Dataset rows on where objects appear:
-.-.-

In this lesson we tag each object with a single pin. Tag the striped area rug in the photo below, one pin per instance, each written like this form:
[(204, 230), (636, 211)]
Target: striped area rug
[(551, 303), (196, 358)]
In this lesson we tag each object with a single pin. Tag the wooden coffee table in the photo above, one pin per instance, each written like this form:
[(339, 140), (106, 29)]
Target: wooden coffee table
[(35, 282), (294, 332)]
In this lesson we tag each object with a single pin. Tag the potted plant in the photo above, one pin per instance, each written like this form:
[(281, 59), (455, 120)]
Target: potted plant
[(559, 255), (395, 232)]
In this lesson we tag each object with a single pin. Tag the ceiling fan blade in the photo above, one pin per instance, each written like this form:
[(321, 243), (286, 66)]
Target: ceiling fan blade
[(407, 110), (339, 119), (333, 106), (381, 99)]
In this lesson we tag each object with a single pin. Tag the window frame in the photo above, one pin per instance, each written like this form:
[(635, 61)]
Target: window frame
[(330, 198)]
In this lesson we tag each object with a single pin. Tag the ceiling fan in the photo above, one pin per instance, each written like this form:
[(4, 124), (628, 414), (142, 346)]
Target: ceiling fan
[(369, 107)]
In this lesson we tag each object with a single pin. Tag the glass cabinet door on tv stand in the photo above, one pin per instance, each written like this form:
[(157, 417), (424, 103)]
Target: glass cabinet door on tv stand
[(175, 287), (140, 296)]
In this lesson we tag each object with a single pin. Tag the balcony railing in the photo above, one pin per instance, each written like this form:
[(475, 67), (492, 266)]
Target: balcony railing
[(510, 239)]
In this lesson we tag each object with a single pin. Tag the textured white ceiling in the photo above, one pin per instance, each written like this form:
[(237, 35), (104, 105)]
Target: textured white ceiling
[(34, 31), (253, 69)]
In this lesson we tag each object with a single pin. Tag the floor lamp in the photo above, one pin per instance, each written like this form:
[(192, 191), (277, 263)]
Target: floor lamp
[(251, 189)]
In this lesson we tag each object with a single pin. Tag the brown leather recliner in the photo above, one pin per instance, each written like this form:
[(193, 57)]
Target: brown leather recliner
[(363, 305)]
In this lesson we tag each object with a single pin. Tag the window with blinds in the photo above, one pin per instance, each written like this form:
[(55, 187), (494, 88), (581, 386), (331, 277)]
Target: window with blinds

-.-.-

:: Work instructions ::
Output the entries exactly.

:: Solution to the exercise ::
In this lesson we tag each object with a single pin. Tag the striped area rug in the photo below, one pin per instance, each written like this form:
[(204, 230), (636, 211)]
Target: striped area rug
[(551, 303), (196, 358)]
In this lesson we tag each object with a single pin. Tag the wooden coffee table in the photo above, one pin per instance, each written like this form:
[(339, 140), (106, 29)]
Target: wooden coffee table
[(35, 282), (294, 332)]
In this lesson we tag each object with a single pin. Tag the potted plant in the photo above, one pin per instance, each written like this form:
[(281, 59), (455, 120)]
Target: potted plant
[(559, 255), (395, 232)]
In this lesson we tag each object with a single pin. Tag the ceiling fan blade in the photo above, one pin per instance, each written like this form:
[(321, 243), (286, 66)]
Target: ceiling fan blade
[(407, 110), (339, 119), (333, 106), (381, 99)]
In this lesson we tag each object with a single pin. Tag the window frame in the photo above, one pin per instance, each written like this form:
[(635, 61)]
Target: window frame
[(330, 198)]
In this lesson we tag each object with a single pin. Tag the ceiling fan in the photo above, one pin per instance, each written like this form:
[(4, 124), (628, 414), (142, 346)]
Target: ceiling fan
[(369, 107)]
In this lesson we tag each object with a single pin. Tag the glass cabinet door on tv stand in the photo above, one pin per instance, each written like this form:
[(157, 417), (424, 103)]
Target: glass cabinet door on tv stand
[(175, 287), (140, 296)]
In this lesson we tag each object with a single pin. Tag the balcony railing in the photo above, one pin per instance, each written like this form:
[(475, 67), (492, 266)]
Target: balcony railing
[(510, 239)]
In this lesson we tag each object with a single pin. Tag the textured white ceiling in the photo above, one pin per instance, each written like this form:
[(237, 35), (104, 105)]
Target: textured white ceiling
[(34, 31), (253, 69)]
In this lesson we tag each object with a single pin. Tag the floor lamp in the photo above, one pin per instance, each written like this form:
[(192, 191), (277, 263)]
Target: floor lamp
[(251, 189)]
In this lesson we tag each object with a single pin. Tag the brown leather recliner in the photo above, one pin per instance, each written like this form:
[(193, 57)]
Target: brown leather recliner
[(363, 305)]
In this lesson we tag each object with a single pin. Tag the window with blinds in the photo above, one pin per instance, each written like this form:
[(55, 187), (494, 88), (581, 386), (331, 277)]
Target: window with blinds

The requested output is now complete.